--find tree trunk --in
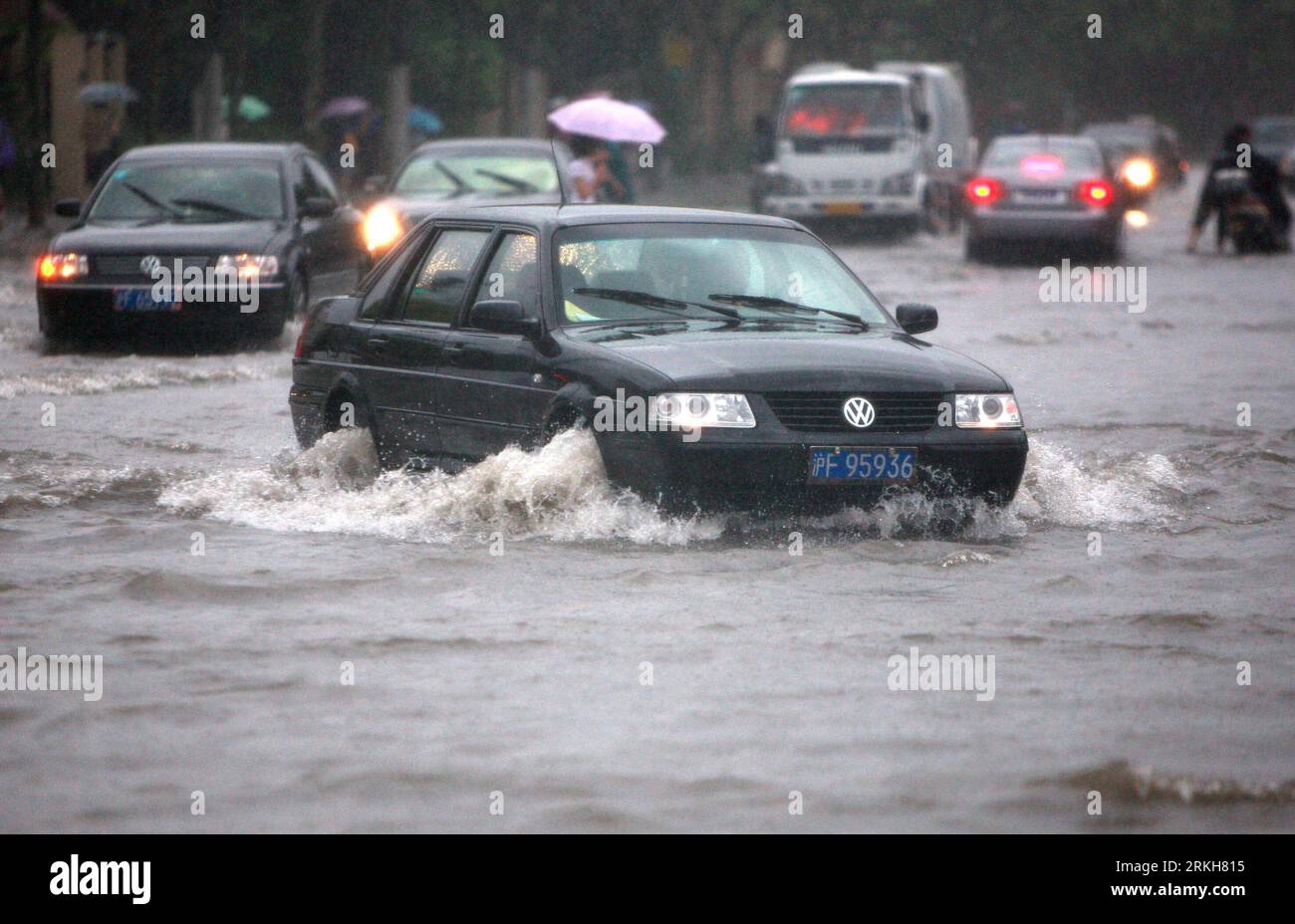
[302,0,332,150]
[22,0,46,228]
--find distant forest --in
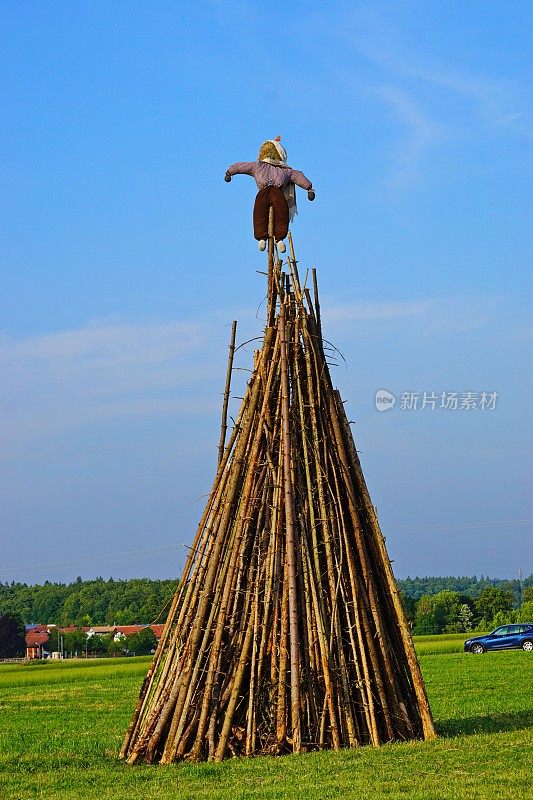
[0,575,533,627]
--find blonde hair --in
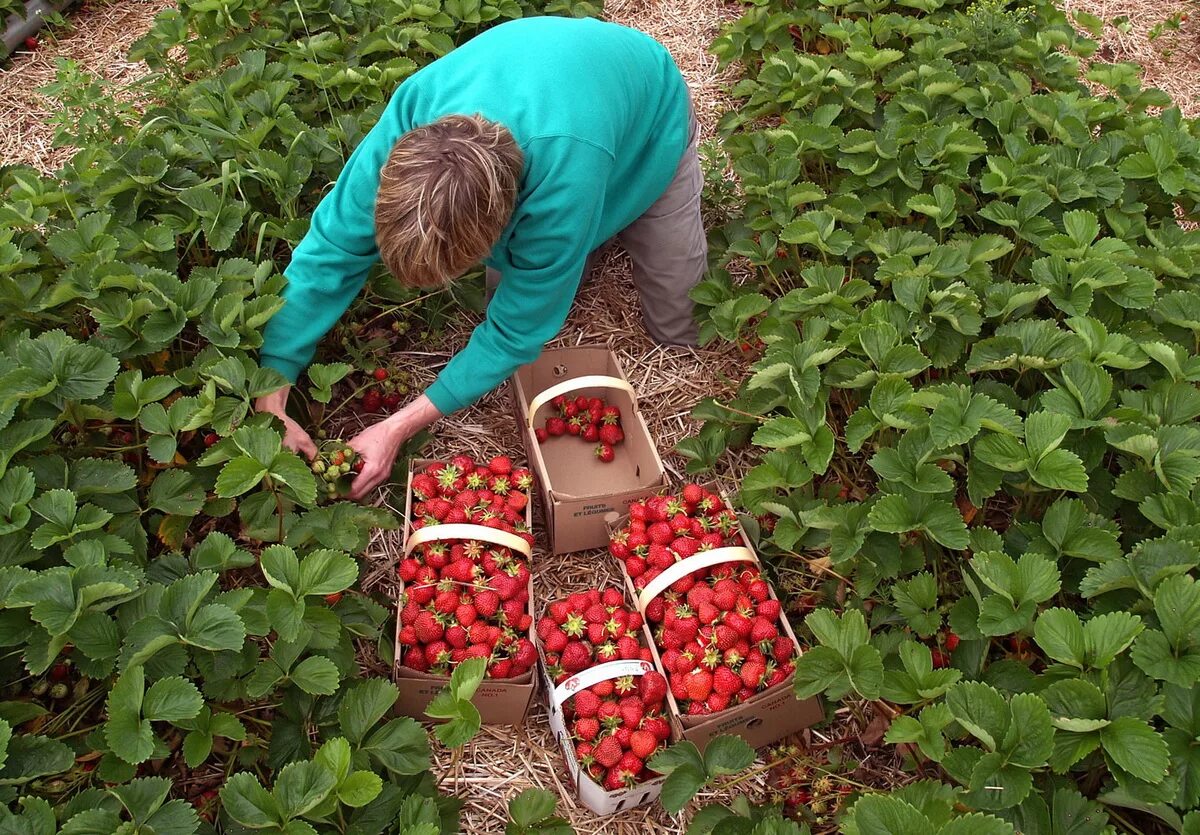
[376,115,523,287]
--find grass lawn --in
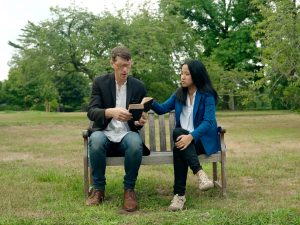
[0,111,300,225]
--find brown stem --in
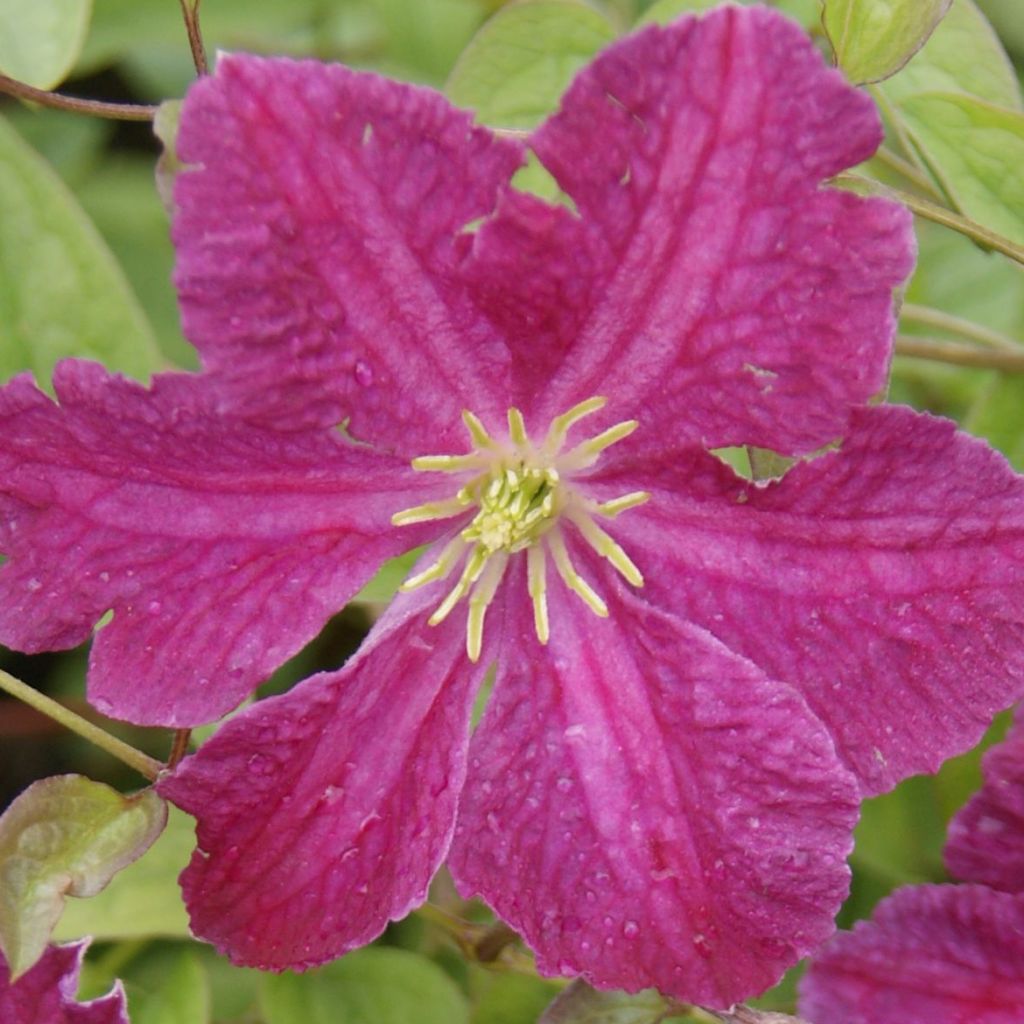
[179,0,210,76]
[896,334,1024,374]
[167,729,191,768]
[0,75,157,121]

(REQUEST):
Pictures in the data above should not be copied; transcribe everything else exactly.

(ANSWER TO THIS EXERCISE):
--find tree trunk --in
[302,0,332,150]
[22,0,46,228]
--find distant forest --in
[0,575,533,627]
--find blonde hair --in
[376,115,523,287]
--find grass lawn --in
[0,111,300,225]
--find brown stem --in
[179,0,210,76]
[896,334,1024,374]
[167,729,191,768]
[0,75,157,121]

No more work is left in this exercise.